REQUIRED WORK
Select and copy each line in the material below that contains the string "knife".

Pointing records
--- --- ---
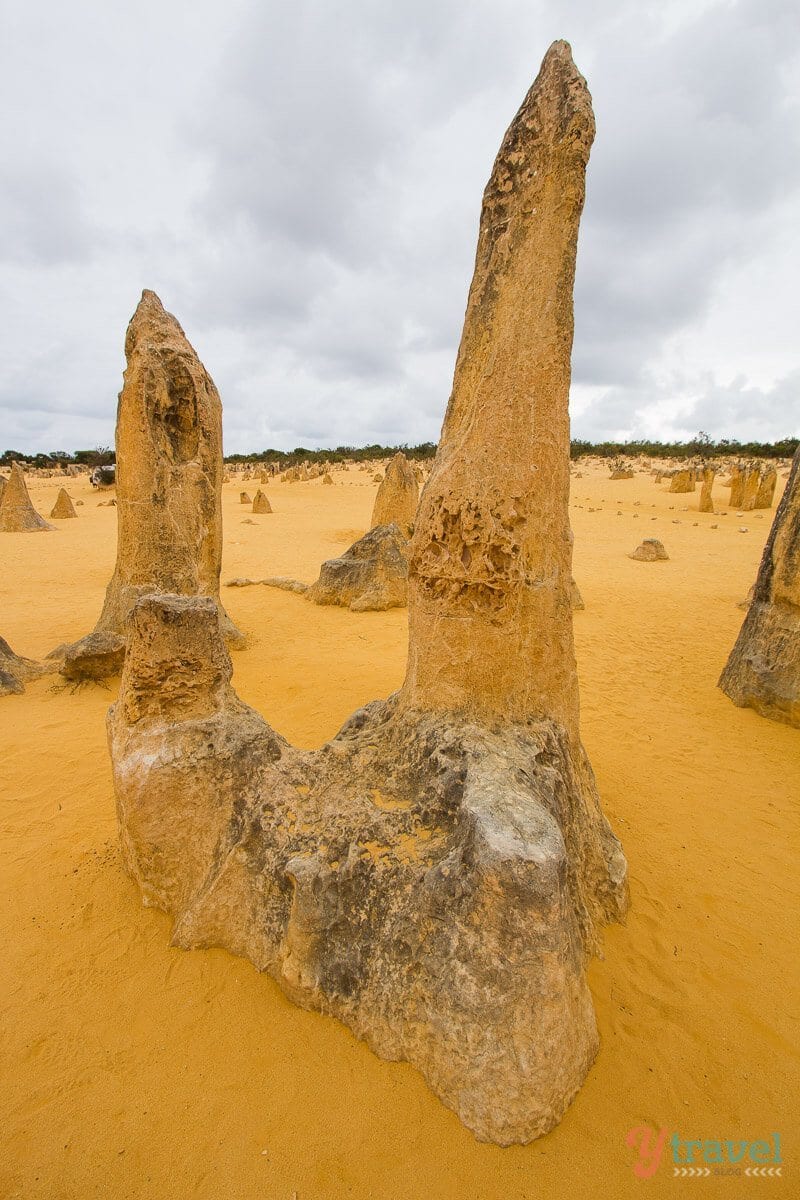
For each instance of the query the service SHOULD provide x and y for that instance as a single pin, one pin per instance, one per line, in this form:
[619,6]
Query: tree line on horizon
[699,447]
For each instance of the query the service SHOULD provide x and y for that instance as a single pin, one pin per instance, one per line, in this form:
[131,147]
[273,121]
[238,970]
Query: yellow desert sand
[133,1069]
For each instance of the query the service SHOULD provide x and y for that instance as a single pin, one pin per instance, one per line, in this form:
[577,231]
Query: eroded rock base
[434,883]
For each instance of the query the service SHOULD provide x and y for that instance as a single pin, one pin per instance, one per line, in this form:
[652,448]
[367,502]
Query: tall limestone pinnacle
[489,569]
[763,671]
[168,484]
[437,874]
[17,513]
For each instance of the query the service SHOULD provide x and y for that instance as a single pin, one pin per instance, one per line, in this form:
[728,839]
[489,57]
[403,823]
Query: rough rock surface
[434,876]
[650,551]
[683,481]
[168,477]
[705,502]
[763,671]
[17,671]
[397,496]
[767,486]
[62,509]
[371,576]
[17,514]
[752,478]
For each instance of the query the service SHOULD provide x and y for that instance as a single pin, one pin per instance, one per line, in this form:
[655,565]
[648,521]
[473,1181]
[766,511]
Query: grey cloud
[301,185]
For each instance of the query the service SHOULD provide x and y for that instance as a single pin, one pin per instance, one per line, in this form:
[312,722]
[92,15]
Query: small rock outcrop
[371,576]
[576,599]
[650,551]
[64,508]
[437,875]
[397,496]
[763,671]
[17,514]
[168,481]
[683,481]
[750,486]
[767,485]
[17,671]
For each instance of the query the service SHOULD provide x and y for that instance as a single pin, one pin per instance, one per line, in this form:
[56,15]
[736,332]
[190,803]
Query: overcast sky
[301,181]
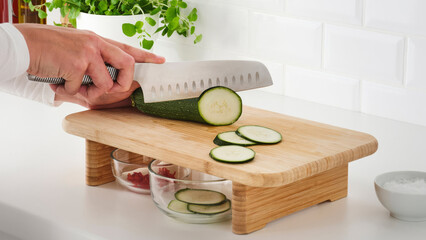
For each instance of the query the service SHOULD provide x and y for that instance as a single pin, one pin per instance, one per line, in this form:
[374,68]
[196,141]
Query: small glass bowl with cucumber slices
[190,196]
[131,170]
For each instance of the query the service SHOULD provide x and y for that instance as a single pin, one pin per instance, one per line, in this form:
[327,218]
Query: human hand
[71,53]
[106,100]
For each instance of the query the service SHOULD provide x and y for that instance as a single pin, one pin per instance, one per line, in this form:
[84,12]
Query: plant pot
[110,26]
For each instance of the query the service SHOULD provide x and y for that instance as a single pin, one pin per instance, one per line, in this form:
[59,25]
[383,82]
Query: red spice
[139,180]
[142,181]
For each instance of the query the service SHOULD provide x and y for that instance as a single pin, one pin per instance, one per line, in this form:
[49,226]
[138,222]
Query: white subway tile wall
[342,11]
[406,16]
[322,87]
[361,55]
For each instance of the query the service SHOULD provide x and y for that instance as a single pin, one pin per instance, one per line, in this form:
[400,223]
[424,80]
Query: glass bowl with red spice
[188,195]
[131,170]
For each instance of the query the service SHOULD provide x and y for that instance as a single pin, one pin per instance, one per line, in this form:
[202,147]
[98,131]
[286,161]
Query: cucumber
[259,134]
[210,209]
[215,106]
[232,154]
[200,196]
[178,206]
[231,138]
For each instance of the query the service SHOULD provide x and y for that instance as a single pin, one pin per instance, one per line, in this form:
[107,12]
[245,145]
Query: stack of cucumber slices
[199,201]
[233,144]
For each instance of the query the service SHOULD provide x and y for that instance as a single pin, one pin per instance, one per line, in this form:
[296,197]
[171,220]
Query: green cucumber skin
[209,204]
[231,162]
[184,109]
[227,200]
[257,142]
[221,142]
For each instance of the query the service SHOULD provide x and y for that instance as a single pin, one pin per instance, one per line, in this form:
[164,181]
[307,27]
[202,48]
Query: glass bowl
[131,170]
[167,179]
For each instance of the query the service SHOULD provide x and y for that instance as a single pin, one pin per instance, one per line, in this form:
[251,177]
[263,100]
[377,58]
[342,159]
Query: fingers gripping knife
[182,80]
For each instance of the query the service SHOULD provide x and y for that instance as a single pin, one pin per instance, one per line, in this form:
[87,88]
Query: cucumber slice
[200,196]
[178,206]
[215,106]
[259,134]
[232,154]
[220,106]
[210,209]
[231,138]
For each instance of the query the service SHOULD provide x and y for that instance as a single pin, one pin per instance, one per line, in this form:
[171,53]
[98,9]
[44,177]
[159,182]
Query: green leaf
[31,6]
[165,30]
[159,29]
[173,3]
[170,14]
[155,11]
[182,4]
[192,16]
[41,14]
[103,5]
[129,29]
[198,38]
[174,24]
[150,21]
[170,32]
[74,22]
[147,44]
[139,25]
[57,3]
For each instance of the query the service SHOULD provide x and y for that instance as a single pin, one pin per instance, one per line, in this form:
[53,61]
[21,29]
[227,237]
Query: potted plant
[149,17]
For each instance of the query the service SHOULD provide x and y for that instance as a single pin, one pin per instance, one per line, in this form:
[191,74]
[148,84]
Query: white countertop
[43,194]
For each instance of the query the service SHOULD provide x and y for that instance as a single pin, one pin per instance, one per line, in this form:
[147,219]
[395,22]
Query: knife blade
[182,80]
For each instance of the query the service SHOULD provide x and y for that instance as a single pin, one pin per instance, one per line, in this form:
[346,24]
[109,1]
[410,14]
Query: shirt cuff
[22,54]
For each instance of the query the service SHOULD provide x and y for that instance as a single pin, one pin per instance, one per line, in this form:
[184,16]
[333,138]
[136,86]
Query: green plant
[169,13]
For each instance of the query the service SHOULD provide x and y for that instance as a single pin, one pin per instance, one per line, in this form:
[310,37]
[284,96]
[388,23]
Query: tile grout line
[323,47]
[363,10]
[404,62]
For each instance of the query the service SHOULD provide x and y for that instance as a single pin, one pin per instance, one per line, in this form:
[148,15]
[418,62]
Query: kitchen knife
[182,80]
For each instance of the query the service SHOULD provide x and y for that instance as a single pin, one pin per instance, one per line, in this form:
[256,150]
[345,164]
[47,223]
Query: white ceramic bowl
[403,193]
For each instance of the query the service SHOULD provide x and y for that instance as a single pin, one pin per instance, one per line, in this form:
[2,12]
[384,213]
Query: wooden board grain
[308,148]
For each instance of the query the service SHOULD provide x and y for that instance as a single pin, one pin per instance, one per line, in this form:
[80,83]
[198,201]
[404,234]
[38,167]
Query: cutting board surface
[307,148]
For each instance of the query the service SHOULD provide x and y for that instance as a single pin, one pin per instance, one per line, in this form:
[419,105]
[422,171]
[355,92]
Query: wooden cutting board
[308,148]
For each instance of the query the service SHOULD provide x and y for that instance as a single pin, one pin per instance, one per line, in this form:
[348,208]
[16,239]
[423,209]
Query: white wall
[362,55]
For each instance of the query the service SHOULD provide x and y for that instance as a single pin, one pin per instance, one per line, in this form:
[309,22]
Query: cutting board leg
[98,163]
[254,207]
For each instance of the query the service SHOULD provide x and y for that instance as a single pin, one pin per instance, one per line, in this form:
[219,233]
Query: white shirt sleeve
[14,62]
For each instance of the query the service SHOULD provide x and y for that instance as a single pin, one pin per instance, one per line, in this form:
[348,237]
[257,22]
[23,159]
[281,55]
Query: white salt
[407,185]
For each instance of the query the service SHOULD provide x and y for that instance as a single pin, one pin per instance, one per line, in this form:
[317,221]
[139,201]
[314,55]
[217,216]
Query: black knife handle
[113,72]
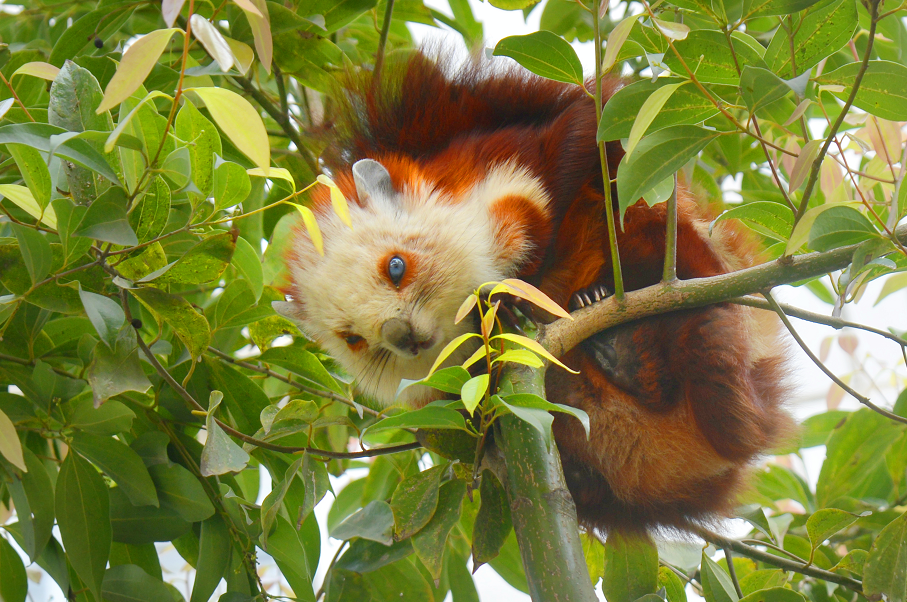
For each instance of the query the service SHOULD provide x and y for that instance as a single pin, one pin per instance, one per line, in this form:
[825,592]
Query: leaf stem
[603,155]
[817,162]
[861,398]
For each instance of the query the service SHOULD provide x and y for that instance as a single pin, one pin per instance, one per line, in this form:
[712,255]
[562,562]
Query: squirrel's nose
[398,333]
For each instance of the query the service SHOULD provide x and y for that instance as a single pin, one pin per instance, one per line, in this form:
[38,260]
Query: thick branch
[563,335]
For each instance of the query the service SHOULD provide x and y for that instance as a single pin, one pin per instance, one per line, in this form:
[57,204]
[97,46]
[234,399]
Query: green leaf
[375,522]
[231,185]
[116,370]
[33,495]
[177,168]
[33,167]
[648,111]
[130,583]
[179,490]
[135,65]
[493,523]
[473,392]
[69,216]
[414,501]
[364,556]
[707,53]
[289,553]
[853,453]
[35,251]
[13,580]
[247,261]
[774,594]
[839,227]
[239,121]
[220,454]
[538,419]
[674,587]
[304,364]
[204,140]
[883,91]
[529,400]
[118,461]
[431,541]
[202,263]
[77,150]
[106,220]
[213,558]
[821,33]
[149,216]
[110,419]
[656,157]
[10,446]
[434,417]
[22,197]
[885,571]
[544,54]
[767,217]
[143,524]
[189,326]
[105,314]
[760,87]
[83,516]
[716,583]
[687,105]
[769,8]
[822,524]
[631,567]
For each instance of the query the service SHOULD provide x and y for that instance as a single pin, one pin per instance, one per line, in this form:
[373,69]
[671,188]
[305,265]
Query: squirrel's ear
[372,180]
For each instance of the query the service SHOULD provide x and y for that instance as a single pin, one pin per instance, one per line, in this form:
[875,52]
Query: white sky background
[880,358]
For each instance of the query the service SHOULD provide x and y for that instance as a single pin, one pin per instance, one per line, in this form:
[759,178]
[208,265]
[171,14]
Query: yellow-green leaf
[37,69]
[240,122]
[311,224]
[137,63]
[22,198]
[533,346]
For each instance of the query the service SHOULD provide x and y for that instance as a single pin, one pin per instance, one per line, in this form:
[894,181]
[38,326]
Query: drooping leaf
[240,122]
[415,500]
[544,54]
[188,325]
[83,516]
[121,464]
[220,454]
[114,370]
[136,64]
[631,567]
[375,522]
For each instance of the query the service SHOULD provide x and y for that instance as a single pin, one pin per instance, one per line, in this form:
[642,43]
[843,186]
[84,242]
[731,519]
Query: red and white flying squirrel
[458,178]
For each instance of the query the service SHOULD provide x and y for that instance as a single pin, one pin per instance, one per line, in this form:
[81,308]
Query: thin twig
[783,563]
[319,392]
[603,156]
[382,43]
[802,314]
[861,398]
[187,397]
[817,162]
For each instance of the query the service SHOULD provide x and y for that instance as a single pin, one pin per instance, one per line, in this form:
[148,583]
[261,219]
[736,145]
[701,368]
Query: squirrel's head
[383,297]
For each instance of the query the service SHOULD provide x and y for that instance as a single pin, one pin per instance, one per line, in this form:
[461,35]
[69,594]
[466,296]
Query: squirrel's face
[383,297]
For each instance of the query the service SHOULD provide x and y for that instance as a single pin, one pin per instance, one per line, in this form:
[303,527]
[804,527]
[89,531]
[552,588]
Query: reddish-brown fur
[670,444]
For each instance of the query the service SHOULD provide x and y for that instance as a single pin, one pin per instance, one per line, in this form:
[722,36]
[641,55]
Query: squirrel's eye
[396,267]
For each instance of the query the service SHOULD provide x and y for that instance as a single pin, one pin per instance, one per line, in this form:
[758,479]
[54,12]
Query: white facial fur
[453,246]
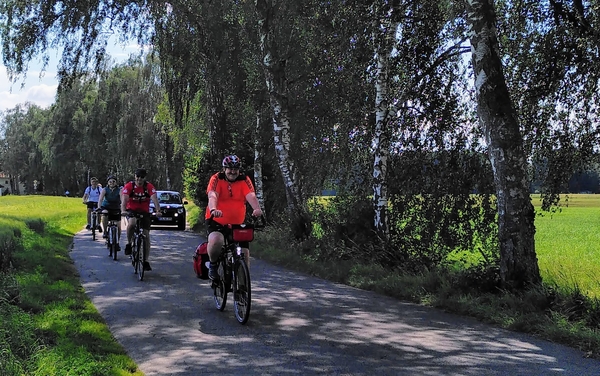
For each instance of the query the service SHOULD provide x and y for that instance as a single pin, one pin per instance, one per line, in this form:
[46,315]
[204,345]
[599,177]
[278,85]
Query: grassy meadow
[49,327]
[568,243]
--- --- ---
TASK RESPONSE
Query: fingers gripping knife
Query: knife blade
Query: kitchen knife
Query: black knife handle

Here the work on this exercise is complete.